» DIRECTION:
Set down each record exactly as written.

» DATA SECTION:
+++
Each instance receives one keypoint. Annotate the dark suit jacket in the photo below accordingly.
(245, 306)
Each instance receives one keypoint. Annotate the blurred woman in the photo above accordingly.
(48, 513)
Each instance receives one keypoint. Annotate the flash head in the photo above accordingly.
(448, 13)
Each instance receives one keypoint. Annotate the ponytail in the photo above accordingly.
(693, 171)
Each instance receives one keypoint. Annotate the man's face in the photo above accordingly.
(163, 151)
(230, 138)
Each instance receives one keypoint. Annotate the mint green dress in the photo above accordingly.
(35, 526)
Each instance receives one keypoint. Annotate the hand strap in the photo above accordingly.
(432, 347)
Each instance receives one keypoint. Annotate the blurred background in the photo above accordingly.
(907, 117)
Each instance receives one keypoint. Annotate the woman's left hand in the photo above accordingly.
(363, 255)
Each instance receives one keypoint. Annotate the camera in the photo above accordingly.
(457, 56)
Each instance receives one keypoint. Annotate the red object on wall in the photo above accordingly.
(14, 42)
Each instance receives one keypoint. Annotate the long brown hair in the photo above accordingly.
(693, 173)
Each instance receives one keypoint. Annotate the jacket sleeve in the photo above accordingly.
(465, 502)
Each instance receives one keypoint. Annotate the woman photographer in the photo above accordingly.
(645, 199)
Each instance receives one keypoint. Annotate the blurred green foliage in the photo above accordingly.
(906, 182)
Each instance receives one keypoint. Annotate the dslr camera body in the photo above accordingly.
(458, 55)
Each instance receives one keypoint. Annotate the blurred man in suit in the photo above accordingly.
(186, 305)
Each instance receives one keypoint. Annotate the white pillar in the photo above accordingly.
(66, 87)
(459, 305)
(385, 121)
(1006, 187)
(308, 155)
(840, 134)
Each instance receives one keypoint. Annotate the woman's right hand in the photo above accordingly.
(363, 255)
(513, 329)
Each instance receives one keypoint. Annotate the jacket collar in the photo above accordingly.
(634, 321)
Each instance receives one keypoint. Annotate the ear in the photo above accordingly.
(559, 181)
+++
» OUTPUT OF THE TASK:
Each instance receives one keypoint. Annotate the dark suit jacket in the photo below accordingly.
(245, 306)
Each instance receives one keypoint. Annotate the blurred woman in the photo above accordingly.
(48, 513)
Each instance receives one keypoint. Annotate the flash head in the photo above accordingly.
(448, 13)
Each instance receives one keypoint. Annotate the ponytail in the photo above accordingly.
(693, 171)
Each instance receives one keypoint. Annotate the man's face in the photo above accordingly.
(163, 151)
(230, 138)
Each instance receives one keypoint. Annotate the mint green dress in the photo above accordingly.
(35, 526)
Each instance receives one keypoint. Annotate the hand strap in the photo above accordingly.
(432, 347)
Each instance receives one keypoint. Annotate the blurred background in the photo above accordingly.
(907, 117)
Each instance receives one keypoint. Annotate the woman's left hand in the photo above accordingly.
(363, 255)
Each instance receives one keypoint. Annotate the camera in the photo above accordingly.
(457, 56)
Each instance receives one keypoint. Annotate the red object on wall in the photo above accordingly.
(14, 42)
Each instance receives one keypoint. Annotate the long brown hair in the photo above accordingly.
(693, 173)
Each instance receives one keypoint. Annotate the jacket sleeve in the photo above accordingly.
(465, 502)
Each instance receives one keypoint. Annotate the woman photographer in the photo above accordingly.
(645, 199)
Each instance receives one keypoint. Annotate the blurred green foliage in the photo above accordingly.
(906, 182)
Each instance receives one keypoint. Annotate the dslr camera body in the photo above accordingly.
(458, 55)
Each instance receives one keypoint. Annotate the blurred man in suit in the photo above accordingly.
(186, 305)
Each instance receives one keypoint. Annotate the white pillar in the photo above accordingly.
(66, 87)
(459, 305)
(385, 121)
(1006, 187)
(308, 155)
(840, 134)
Each instance receives one keypoint. Annotate the woman's right hand in the photo above accordingly.
(363, 255)
(513, 329)
Each instance receives one keypoint. Annotate the jacket collar in the photo above accordingly.
(634, 321)
Each instance receives one keypoint. Annotate the ear in the photo above accordingly.
(559, 181)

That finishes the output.